Work instructions: Would you please copy the entries exactly, leaving every picture aside?
▼
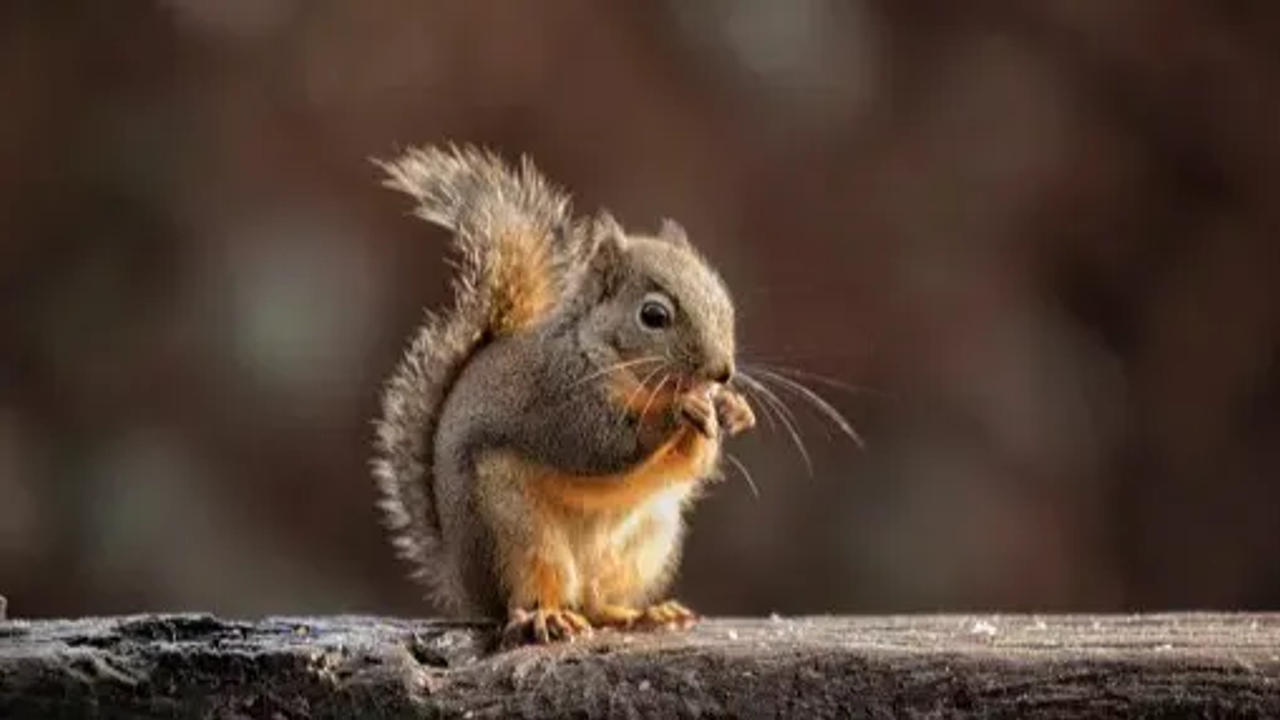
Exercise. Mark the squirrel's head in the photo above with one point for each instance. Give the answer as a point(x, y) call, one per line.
point(658, 299)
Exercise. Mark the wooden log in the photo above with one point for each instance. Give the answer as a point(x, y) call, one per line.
point(1220, 665)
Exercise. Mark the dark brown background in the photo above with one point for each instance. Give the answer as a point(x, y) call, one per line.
point(1043, 235)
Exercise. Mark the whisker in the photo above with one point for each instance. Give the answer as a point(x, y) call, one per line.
point(617, 367)
point(782, 417)
point(817, 400)
point(830, 382)
point(639, 388)
point(746, 475)
point(764, 406)
point(652, 397)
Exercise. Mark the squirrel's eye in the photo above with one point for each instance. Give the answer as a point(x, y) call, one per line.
point(654, 314)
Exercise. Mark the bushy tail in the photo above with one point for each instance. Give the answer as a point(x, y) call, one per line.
point(511, 232)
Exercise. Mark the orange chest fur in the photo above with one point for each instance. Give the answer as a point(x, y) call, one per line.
point(684, 459)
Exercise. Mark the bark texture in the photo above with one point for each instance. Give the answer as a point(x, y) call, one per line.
point(899, 666)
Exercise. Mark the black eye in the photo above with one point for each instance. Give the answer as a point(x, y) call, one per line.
point(654, 314)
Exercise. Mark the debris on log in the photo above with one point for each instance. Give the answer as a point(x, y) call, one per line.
point(1219, 665)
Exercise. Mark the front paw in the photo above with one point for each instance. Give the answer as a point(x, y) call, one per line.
point(699, 411)
point(735, 414)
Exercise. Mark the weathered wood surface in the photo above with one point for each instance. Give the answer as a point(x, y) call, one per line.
point(901, 666)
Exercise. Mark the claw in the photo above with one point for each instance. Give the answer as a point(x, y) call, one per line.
point(544, 625)
point(699, 410)
point(670, 614)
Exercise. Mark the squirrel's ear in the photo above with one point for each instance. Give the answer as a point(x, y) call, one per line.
point(608, 246)
point(673, 232)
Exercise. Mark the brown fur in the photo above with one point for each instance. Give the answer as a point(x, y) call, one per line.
point(520, 465)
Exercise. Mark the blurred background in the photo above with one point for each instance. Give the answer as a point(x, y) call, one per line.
point(1042, 236)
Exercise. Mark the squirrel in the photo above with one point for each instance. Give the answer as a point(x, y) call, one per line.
point(540, 440)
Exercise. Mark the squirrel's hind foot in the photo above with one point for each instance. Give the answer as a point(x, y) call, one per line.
▲
Reply to the exercise:
Exercise. Mark the squirrel's head in the photo above with one point for each instance. Give the answer as a point(x, y) call, one per line.
point(658, 299)
Exercise. Mark the wooden log in the photo above with one point for each instance. Give the answer as a point(x, y) call, one per line.
point(1220, 665)
Exercise. Mark the dark brown background in the photo above with one point for each instance. Give the answer as a point(x, y) call, one per line.
point(1043, 235)
Exercise. Mark the whisker in the photo above with one point for each instance. Give the answer as a point(x, y) call, one per line.
point(617, 367)
point(782, 417)
point(817, 400)
point(830, 382)
point(639, 388)
point(746, 475)
point(764, 406)
point(652, 397)
Exercise. Mark the squirrel's eye in the photo above with one point for each instance. Give the answer as a point(x, y) call, one per line.
point(654, 314)
Exercise. Mark the bushy tail in the photo above with one point for each instance. Give the answer as a point(x, y) call, one per line.
point(511, 232)
Exercise. Mark the orange chest fur in the photo above with one point for each instance. Give the answer as a point(x, y) call, one per line.
point(684, 459)
Exercise. Mark the bark texture in the photo above with one point for each instance. Give the answer as a point(x, y) call, one per line.
point(899, 666)
Exercise. Mark the black eye in the photo above with one point for each instance. Give the answer as a point(x, y) call, one per line.
point(654, 314)
Exercise. Mark the debris on log in the photo above with one point for each instance. Give the answer as a point(x, y) call, one per line.
point(1219, 665)
Exercise. Mark the front paw in the photo above with one point for each instance. Give the answer as a point(x, y) call, one per line.
point(699, 411)
point(735, 414)
Exercise. Mark the weathered wood surface in the photo above with one point for each instance. Give the answer as a point(x, y) call, one per line.
point(901, 666)
Exercise. Mark the claw in the photo above with one point for each instance. Give the answer as a point(x, y) call, one per line.
point(544, 625)
point(699, 410)
point(670, 614)
Exercise. Mark the squirrel's ear in the photo above with one point for each instance. Give the answer as a point(x, y) call, one per line.
point(608, 246)
point(673, 232)
Exercise. Mark the brown fur in the photo above with one point for each instance. Give the answer as a point(x, y) call, one per line.
point(520, 465)
Exercise. Mark the blurred background in the photo above with one point for each instance. Give the answer as a point(x, y) call, one per line.
point(1042, 236)
Exercise. Mark the squirrel in the photo above with one point for each instance. Give the answer as a point(x, y) call, one per line.
point(540, 440)
Exercise. Mark the squirrel's hind foot in the photo above with one point for each instance. Give the answer as a point(x, y) call, one per line.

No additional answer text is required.